→ Activity:
What lines in the material hold the string "gray"? Return every one of them.

→ Available data:
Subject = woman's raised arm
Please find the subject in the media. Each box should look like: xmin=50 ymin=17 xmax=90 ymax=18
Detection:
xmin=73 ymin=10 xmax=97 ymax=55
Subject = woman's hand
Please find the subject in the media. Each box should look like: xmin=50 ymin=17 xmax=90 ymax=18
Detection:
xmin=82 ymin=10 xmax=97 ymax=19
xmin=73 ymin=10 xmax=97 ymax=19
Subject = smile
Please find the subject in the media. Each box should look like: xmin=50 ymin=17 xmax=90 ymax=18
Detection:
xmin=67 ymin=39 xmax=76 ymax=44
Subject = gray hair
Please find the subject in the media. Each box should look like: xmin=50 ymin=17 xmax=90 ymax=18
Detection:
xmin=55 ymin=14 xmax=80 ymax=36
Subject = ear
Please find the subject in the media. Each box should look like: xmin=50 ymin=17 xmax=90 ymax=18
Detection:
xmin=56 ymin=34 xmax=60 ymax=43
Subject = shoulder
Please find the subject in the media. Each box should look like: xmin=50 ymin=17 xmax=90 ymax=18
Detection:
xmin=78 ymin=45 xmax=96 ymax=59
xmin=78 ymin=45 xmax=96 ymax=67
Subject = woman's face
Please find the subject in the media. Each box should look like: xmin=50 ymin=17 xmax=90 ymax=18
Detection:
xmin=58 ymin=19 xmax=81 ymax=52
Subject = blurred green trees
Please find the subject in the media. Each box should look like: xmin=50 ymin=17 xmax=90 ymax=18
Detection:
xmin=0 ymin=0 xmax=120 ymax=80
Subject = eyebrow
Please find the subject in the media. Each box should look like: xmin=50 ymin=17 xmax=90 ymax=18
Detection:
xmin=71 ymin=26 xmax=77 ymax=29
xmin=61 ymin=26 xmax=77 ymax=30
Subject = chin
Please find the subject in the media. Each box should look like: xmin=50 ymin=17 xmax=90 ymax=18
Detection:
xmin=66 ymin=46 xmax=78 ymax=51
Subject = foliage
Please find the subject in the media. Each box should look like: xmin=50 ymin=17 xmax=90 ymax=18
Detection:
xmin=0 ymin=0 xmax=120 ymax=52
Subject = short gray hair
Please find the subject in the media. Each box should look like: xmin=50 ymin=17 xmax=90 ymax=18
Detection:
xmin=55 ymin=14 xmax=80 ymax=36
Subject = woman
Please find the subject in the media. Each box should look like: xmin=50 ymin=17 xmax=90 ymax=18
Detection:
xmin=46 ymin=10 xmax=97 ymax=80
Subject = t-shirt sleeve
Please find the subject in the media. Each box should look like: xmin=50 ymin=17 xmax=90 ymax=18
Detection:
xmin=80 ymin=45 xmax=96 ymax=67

→ Task answer:
Subject = gray hair
Subject = short gray hair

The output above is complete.